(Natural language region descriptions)

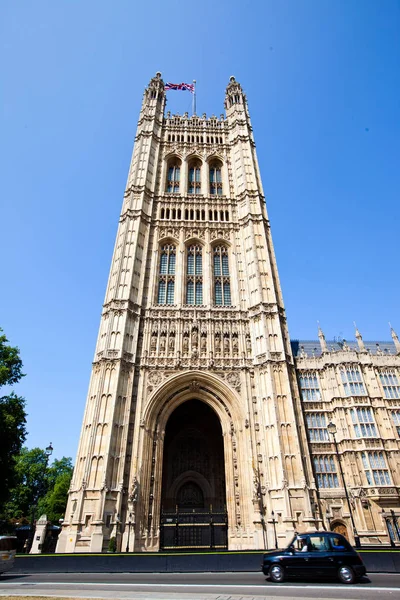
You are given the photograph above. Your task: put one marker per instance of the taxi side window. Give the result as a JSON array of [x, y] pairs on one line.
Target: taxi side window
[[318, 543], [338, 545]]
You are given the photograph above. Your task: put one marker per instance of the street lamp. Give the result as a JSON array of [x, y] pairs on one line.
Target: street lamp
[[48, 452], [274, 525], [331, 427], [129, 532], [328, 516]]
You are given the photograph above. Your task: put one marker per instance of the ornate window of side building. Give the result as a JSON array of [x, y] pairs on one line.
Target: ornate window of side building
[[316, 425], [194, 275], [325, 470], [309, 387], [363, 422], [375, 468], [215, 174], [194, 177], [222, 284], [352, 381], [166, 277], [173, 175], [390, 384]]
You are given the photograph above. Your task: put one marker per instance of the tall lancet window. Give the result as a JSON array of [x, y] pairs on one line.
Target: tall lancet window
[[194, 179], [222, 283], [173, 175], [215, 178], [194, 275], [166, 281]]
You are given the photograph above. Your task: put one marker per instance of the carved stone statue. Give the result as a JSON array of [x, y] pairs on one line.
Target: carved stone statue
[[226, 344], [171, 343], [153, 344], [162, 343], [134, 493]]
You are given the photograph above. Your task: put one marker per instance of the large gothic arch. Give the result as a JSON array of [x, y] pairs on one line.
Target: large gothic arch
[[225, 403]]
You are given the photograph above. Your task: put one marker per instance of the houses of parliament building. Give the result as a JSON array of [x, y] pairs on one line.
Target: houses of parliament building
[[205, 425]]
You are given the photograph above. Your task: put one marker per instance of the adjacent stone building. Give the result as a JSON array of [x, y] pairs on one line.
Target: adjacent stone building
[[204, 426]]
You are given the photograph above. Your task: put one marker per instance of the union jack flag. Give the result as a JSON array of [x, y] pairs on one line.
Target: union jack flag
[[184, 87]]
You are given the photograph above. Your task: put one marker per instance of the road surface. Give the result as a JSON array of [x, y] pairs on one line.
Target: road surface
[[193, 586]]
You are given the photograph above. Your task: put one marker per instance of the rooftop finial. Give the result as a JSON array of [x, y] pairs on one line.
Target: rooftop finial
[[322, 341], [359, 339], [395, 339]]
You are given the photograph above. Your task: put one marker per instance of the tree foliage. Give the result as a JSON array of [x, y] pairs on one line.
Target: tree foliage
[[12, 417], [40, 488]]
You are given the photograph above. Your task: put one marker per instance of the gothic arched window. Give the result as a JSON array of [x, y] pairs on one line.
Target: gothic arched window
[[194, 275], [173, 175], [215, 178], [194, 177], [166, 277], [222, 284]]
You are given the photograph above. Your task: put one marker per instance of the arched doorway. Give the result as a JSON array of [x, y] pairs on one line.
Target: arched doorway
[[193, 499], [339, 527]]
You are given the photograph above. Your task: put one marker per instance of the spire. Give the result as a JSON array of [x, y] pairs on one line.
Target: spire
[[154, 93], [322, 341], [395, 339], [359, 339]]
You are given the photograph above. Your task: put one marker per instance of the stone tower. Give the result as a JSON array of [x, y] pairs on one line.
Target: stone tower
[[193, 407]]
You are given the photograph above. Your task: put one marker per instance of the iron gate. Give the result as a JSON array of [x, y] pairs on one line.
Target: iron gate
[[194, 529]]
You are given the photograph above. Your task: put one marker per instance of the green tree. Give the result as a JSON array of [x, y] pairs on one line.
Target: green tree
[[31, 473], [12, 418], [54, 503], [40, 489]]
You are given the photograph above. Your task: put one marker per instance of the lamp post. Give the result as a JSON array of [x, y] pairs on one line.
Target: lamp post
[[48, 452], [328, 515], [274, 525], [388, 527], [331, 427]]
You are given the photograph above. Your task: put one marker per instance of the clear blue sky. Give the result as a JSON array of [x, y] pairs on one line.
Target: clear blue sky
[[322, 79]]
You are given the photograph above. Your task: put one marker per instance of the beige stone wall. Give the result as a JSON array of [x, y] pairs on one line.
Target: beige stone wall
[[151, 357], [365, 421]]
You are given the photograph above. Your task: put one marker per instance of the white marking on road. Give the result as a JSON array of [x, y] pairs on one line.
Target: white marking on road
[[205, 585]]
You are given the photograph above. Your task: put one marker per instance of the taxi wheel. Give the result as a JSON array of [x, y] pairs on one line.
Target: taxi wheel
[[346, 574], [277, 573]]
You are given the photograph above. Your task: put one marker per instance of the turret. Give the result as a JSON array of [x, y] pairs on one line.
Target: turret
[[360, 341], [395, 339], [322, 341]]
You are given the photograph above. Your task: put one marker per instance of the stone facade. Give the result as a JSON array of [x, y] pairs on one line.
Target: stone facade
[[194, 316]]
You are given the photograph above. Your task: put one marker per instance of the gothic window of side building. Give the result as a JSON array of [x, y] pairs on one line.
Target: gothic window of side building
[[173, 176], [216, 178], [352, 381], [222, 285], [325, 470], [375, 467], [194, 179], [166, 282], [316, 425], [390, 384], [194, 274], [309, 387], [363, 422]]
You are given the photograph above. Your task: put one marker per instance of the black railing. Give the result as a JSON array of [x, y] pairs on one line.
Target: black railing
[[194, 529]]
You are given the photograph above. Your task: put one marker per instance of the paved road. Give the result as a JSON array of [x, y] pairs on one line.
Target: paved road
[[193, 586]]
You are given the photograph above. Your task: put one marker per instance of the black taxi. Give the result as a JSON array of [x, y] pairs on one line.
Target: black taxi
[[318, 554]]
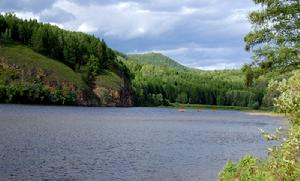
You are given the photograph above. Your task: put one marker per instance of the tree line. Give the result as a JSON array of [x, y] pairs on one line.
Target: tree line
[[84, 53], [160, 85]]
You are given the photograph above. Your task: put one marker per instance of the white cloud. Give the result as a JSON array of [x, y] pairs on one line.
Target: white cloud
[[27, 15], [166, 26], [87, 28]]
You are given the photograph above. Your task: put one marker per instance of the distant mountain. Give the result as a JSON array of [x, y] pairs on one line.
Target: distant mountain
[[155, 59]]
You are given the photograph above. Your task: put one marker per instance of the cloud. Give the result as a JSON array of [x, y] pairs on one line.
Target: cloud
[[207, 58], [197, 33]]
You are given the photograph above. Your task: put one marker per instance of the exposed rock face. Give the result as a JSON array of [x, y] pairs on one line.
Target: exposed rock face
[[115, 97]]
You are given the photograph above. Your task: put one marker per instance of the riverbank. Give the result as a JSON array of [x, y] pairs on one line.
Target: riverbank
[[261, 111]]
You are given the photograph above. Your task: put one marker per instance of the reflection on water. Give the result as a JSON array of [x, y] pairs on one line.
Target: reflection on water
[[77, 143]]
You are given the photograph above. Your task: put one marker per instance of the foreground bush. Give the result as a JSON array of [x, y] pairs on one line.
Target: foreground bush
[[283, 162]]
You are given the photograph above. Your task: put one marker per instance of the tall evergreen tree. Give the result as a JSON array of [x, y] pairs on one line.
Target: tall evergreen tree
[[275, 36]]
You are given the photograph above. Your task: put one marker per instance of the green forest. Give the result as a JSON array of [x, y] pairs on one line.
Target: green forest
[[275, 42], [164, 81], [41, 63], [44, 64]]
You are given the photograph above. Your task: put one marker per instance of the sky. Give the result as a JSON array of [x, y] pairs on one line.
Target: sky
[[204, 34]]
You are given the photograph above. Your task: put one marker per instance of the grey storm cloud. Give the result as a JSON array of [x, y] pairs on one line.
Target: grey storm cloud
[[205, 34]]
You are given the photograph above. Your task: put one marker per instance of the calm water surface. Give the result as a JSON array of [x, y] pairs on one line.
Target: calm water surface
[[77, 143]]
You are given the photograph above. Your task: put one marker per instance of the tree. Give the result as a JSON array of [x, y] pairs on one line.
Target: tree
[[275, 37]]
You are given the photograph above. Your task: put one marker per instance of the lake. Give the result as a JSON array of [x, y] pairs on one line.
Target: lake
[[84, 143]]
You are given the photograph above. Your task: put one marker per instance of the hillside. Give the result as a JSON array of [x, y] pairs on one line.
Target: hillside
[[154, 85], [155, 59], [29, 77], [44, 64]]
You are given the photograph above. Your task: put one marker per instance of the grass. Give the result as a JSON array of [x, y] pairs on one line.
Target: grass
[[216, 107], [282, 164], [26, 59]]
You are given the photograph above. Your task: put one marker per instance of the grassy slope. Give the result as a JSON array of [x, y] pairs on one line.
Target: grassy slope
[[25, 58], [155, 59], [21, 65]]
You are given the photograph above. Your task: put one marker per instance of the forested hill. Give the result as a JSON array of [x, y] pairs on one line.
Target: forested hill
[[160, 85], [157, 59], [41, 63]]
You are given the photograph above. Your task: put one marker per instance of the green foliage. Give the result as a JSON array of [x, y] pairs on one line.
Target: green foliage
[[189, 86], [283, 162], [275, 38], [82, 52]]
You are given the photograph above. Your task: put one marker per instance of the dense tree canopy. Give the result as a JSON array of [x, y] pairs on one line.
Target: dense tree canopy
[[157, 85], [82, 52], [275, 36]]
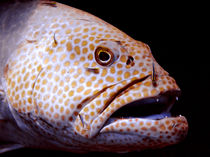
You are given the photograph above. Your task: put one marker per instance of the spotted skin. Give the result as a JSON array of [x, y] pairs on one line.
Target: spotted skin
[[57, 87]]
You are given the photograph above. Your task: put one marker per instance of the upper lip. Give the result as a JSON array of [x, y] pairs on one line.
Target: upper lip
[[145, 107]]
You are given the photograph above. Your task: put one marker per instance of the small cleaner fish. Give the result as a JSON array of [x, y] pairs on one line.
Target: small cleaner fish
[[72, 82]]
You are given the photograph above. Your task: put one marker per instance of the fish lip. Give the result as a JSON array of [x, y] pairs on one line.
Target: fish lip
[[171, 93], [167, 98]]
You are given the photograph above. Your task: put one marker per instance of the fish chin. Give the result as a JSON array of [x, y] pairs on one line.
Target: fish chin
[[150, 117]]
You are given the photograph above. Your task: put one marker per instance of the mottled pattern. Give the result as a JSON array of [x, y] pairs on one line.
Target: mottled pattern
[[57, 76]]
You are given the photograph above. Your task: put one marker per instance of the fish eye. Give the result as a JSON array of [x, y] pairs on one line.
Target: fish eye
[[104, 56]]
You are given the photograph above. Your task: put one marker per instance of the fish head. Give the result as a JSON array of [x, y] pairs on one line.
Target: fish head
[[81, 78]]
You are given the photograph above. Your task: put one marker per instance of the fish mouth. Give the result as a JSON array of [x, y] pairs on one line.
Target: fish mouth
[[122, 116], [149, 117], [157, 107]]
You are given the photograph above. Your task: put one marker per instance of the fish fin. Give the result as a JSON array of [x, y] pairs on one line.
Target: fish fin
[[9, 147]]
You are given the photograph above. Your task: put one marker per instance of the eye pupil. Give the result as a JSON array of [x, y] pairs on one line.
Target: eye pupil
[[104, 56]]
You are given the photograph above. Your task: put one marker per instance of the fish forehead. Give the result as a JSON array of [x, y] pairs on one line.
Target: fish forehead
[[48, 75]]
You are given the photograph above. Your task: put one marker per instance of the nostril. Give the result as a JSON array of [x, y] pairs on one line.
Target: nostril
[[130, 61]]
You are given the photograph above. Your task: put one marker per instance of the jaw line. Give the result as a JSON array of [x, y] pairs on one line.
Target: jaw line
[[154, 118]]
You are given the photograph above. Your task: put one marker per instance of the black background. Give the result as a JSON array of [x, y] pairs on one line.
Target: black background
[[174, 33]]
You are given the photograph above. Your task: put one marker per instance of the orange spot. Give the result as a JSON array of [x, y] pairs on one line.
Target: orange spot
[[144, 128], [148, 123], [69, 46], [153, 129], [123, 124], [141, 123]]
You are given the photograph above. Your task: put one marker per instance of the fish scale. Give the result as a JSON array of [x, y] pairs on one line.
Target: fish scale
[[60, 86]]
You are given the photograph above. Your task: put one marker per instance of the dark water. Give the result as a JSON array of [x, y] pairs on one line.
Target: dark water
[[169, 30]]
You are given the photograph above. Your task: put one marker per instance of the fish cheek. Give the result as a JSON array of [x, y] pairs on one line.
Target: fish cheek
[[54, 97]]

__EXERCISE OBJECTIVE__
Going back over the entries above, copy word for word every line from the one that has "Target: rooftop finial" on through the one that has "the green tree.".

__OUTPUT FOR THIS TASK__
Target: rooftop finial
[[322, 341], [359, 339], [395, 339]]
You are given the photograph above. Your task: put one marker per instance of the tree foliage. Give the result as a JSON array of [x, y] pairs on one line.
Target: tree foliage
[[12, 417], [40, 488]]
You are given the photograph above. Your task: put one marker per instance of the gothic arched window. Give the result as a JSON array of [x, y] pairs on one line.
Target: gothic arched window
[[194, 275], [173, 175], [215, 178], [194, 177], [166, 277], [222, 284]]
You are given the photograph above. Your task: put one marker per instance of the arched doorway. Give the result as a JSON array of [x, y] pairs on one line.
Target: arched doorway
[[193, 499], [339, 527]]
You are given the photograph above. Your task: put one marker per instance of the spire. Give the result as a JSON array of [x, y] pairs on one line.
Target: spire
[[154, 93], [322, 341], [395, 339], [359, 339]]
You are given the photograph above. Your task: put one marker per instance of the stone tower. Give the result as a JSON array of [x, y] pairs on one line.
Target: stone tower
[[193, 407]]
You are given the photograph above. Your task: put one marker per instance of the iron gate. Give the result as a JSON array of [x, y] pairs on one line.
Target: iron gate
[[194, 529]]
You are given the photograph above. Your task: put one marker per instance of the green tree. Give the result as a JSON array of [x, y] pairs on one line.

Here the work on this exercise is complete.